#### [Dataset extract]
•••

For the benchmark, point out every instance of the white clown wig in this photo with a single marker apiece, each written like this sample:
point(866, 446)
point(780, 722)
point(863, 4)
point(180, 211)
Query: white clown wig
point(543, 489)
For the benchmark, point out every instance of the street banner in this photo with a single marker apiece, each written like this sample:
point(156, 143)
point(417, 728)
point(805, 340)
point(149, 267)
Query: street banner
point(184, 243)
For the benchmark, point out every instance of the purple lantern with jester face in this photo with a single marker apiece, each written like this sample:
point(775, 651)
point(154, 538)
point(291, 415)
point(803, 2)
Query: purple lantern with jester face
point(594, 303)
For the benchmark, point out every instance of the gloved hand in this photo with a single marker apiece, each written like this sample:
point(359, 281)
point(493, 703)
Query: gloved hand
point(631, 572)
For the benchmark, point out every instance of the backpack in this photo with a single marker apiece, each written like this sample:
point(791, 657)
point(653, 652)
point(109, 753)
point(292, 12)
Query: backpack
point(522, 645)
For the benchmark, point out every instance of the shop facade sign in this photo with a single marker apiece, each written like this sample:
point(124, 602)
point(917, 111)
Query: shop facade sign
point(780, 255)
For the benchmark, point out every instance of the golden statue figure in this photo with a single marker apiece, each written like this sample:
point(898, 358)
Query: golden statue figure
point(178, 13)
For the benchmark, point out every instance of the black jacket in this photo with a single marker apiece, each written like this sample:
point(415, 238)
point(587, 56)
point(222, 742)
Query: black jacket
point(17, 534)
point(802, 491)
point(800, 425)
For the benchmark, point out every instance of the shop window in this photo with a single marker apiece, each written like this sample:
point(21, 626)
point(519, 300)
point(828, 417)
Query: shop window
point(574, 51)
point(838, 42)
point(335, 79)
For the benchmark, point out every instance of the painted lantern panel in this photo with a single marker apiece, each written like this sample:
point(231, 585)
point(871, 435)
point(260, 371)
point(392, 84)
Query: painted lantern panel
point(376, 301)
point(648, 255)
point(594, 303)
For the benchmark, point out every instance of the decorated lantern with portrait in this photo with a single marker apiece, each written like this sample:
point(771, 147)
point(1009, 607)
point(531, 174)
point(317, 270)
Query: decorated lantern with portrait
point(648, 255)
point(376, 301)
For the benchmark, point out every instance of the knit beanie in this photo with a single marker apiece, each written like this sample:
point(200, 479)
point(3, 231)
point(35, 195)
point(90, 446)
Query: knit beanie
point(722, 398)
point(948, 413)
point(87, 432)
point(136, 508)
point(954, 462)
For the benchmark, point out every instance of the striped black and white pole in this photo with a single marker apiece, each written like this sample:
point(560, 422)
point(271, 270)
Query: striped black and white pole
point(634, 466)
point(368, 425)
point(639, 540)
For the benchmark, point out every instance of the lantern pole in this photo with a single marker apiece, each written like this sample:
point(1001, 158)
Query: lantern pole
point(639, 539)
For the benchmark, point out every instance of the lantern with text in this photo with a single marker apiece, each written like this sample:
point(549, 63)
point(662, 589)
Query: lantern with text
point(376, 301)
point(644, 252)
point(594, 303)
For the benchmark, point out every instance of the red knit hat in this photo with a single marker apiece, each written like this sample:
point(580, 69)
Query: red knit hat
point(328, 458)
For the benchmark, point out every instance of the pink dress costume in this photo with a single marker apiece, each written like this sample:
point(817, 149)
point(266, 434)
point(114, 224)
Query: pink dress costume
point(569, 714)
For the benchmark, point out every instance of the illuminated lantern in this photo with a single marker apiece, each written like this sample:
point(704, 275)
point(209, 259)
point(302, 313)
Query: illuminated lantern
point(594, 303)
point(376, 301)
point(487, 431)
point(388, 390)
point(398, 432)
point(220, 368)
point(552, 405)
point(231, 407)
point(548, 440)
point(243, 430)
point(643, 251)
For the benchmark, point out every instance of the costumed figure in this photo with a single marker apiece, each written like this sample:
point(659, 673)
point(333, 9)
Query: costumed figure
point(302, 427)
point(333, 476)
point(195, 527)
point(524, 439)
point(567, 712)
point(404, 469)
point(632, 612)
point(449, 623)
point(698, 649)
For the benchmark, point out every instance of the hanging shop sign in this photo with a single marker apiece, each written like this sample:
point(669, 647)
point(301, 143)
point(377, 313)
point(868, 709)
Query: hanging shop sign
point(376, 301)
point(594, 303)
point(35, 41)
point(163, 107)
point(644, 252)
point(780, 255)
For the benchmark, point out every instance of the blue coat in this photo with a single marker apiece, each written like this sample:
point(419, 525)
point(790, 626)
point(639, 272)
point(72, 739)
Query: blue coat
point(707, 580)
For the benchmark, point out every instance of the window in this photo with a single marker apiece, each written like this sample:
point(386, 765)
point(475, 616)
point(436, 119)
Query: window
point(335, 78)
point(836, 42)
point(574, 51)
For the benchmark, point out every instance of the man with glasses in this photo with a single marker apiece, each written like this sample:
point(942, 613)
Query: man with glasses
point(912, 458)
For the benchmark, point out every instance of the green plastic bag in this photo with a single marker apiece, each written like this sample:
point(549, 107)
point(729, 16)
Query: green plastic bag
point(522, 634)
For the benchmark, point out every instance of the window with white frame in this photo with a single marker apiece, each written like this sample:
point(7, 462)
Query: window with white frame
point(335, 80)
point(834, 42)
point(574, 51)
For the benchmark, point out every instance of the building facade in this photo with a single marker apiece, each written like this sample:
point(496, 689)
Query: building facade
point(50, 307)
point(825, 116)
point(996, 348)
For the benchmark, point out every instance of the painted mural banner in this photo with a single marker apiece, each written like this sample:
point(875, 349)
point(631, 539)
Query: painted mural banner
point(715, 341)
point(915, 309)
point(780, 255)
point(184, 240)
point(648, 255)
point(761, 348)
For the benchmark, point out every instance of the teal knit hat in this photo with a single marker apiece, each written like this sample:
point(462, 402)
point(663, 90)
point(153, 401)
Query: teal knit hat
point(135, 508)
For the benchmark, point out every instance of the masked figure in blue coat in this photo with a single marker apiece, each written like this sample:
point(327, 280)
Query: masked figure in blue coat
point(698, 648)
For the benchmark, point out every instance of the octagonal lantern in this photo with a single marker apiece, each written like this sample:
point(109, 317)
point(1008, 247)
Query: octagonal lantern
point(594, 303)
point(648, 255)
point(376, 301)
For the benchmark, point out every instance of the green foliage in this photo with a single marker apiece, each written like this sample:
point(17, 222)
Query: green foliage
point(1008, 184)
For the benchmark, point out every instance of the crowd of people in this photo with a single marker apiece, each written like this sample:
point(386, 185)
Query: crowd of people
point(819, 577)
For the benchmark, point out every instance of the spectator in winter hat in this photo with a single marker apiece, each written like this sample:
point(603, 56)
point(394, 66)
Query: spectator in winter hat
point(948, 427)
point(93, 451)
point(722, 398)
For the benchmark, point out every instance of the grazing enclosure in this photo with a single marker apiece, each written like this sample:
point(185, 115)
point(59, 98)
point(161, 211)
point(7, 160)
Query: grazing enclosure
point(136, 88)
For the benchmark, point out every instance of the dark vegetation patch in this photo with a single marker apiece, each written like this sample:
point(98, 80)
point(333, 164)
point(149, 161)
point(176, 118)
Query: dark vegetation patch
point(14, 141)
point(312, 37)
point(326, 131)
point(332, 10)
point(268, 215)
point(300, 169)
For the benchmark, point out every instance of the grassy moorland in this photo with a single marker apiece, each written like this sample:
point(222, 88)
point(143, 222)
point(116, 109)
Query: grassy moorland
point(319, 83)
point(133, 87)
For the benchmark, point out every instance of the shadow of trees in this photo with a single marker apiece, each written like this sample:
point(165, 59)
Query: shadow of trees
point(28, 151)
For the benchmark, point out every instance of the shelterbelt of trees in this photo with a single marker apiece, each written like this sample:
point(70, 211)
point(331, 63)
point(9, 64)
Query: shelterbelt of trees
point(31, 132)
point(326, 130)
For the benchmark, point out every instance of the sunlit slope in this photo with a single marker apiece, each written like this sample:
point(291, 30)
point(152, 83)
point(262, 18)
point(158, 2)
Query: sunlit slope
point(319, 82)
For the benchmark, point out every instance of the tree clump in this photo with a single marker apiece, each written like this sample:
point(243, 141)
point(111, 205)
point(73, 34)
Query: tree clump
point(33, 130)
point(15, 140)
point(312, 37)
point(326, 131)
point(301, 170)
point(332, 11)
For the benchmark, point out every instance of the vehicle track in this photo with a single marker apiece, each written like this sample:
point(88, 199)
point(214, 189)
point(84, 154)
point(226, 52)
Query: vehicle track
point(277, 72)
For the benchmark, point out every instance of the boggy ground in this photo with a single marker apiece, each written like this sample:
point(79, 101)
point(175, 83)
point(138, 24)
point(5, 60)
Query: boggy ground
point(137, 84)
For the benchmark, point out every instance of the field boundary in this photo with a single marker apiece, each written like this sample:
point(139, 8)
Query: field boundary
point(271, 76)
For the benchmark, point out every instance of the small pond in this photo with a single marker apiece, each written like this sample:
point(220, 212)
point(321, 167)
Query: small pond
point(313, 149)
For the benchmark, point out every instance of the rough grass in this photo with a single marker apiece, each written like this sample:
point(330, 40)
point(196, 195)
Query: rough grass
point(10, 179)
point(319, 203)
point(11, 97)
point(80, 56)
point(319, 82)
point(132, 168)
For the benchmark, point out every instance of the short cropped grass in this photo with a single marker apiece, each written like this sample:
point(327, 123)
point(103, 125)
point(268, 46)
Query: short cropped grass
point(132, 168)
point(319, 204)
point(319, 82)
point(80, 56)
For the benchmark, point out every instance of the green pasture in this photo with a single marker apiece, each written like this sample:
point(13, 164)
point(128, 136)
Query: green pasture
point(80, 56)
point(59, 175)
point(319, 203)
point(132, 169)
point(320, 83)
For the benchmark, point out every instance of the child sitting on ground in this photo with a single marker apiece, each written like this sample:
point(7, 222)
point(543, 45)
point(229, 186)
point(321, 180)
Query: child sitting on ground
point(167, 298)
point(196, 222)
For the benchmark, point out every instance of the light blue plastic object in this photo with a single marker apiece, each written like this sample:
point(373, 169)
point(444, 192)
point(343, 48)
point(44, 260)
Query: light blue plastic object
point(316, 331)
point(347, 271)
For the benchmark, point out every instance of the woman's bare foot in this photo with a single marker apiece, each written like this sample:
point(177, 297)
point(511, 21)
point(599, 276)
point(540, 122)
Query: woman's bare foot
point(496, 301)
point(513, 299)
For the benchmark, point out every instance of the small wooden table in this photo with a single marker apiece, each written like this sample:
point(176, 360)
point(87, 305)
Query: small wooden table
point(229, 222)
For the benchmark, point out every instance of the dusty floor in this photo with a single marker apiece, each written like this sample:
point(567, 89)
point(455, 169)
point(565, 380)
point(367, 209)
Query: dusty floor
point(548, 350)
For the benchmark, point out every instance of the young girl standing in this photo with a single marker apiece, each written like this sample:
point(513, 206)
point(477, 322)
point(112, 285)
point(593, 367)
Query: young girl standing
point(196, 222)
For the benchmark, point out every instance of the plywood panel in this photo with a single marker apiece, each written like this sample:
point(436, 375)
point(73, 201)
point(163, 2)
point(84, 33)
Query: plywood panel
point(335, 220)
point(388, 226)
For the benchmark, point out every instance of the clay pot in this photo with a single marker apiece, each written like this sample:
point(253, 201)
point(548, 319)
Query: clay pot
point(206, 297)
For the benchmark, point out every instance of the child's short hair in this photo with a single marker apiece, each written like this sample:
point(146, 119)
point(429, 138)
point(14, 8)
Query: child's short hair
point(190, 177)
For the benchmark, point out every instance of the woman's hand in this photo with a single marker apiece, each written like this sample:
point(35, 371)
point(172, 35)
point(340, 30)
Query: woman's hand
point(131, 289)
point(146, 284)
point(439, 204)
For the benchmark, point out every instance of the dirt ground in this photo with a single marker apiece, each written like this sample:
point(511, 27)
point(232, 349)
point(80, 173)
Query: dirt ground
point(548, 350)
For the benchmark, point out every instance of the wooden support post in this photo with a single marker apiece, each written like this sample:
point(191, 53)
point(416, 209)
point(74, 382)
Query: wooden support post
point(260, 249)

•••

#### [Do this]
Copy word for word the lines of the records above, beginning at the line that contains "For the benchmark, point out every instance of the grazing" and stopping after the line that contains "point(136, 88)".

#### [Expected answer]
For the benchmark, point out every instance of the grazing enclosure in this photo with a single marker apiece, each written like this sample:
point(185, 115)
point(59, 98)
point(161, 211)
point(7, 160)
Query: grazing enclosure
point(136, 88)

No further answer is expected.